• Data under study:
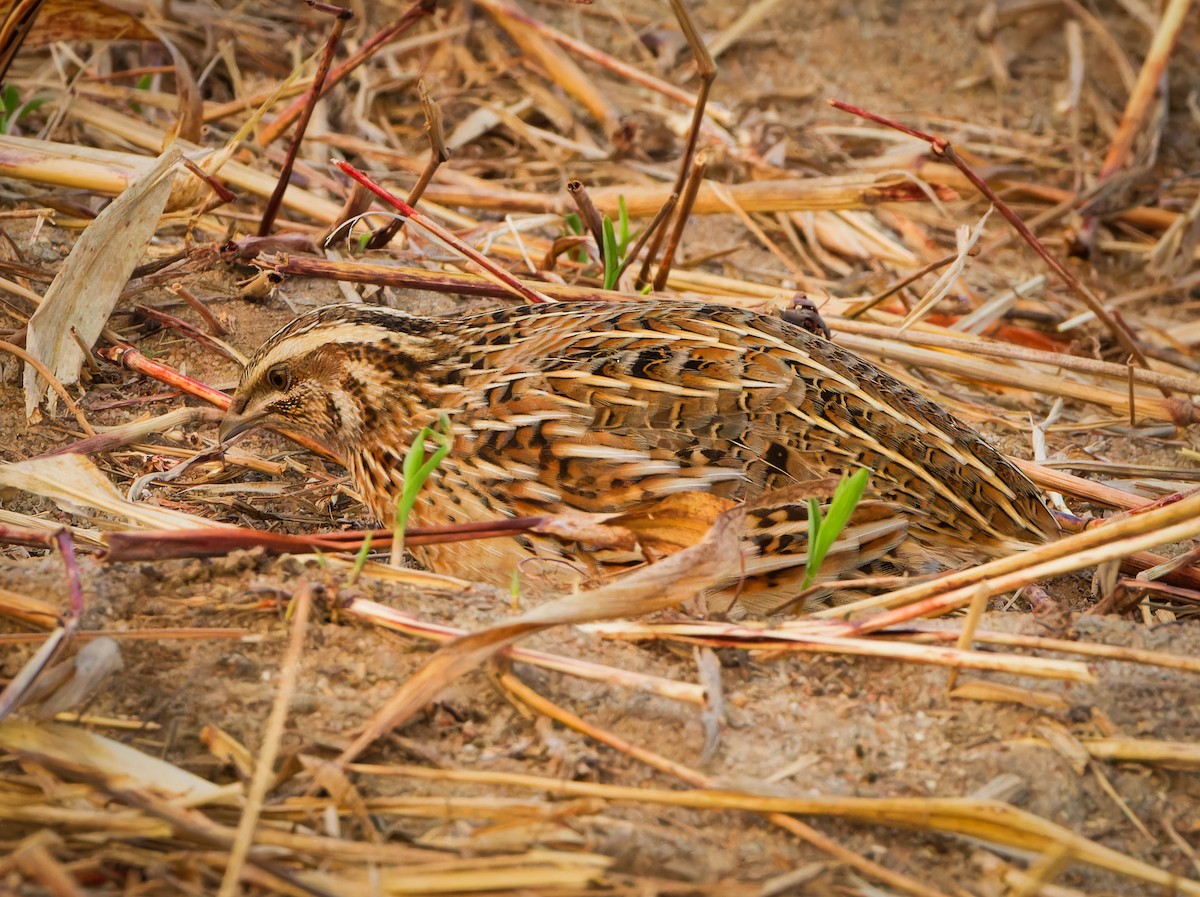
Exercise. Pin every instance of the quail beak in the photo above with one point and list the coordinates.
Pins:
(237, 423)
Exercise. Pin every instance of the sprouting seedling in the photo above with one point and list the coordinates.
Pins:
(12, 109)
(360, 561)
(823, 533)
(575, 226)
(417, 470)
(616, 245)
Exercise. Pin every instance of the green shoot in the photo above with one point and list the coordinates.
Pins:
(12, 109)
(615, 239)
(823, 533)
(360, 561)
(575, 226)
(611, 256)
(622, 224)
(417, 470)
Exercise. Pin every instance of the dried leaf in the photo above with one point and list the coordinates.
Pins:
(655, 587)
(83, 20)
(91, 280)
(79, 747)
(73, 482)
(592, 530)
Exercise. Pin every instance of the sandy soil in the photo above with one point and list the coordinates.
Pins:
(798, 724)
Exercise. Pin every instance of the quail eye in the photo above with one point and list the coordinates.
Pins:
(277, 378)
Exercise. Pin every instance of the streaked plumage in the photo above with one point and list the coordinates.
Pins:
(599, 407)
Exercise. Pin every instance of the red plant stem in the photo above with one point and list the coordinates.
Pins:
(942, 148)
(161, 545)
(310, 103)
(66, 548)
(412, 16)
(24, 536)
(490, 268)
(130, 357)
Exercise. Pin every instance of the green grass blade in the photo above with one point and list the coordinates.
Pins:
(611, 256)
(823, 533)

• Work to complete: Only the pictures are to be left out; repeat all other material exactly.

• Result for this exercise:
Exercise. Pin every instance of the quail beak in the photo above with one point and list the coordinates.
Pins:
(237, 423)
Exercise. Pin every instance of the sprouting seedling in the photo above with one point and list the coordinates.
Pins:
(12, 109)
(360, 561)
(823, 533)
(575, 226)
(417, 470)
(616, 245)
Exercise. Pin every instance of the green shoot in the photo above with one point and list the coordinates.
Pins:
(12, 109)
(615, 239)
(823, 533)
(360, 561)
(575, 226)
(611, 256)
(622, 224)
(417, 470)
Exercise. Pin every instance of the dried leaf in the photo above with one point and list the coordinates.
Pins:
(655, 587)
(83, 20)
(91, 280)
(79, 747)
(73, 482)
(592, 530)
Exercise. Pin every instance of the sandy soil in the photo above with one point and list the coordinates.
Pins:
(798, 724)
Exercise. Pin every instance of the quail eye in the photo above with one point and list the coordinates.
Pins:
(277, 378)
Exercise. Pin every instance of the streaked plumage in the photo above with one point and list the coordinates.
Pins:
(599, 407)
Exercise. Pin every instance of the red plant stem in the photo above with one point and list the coordinates.
Pins:
(942, 148)
(161, 545)
(310, 103)
(66, 548)
(412, 16)
(24, 536)
(490, 268)
(130, 357)
Exercise. Pin every instance of the green grass blade in the photo above with one point and list the coordinates.
Pins:
(611, 256)
(823, 533)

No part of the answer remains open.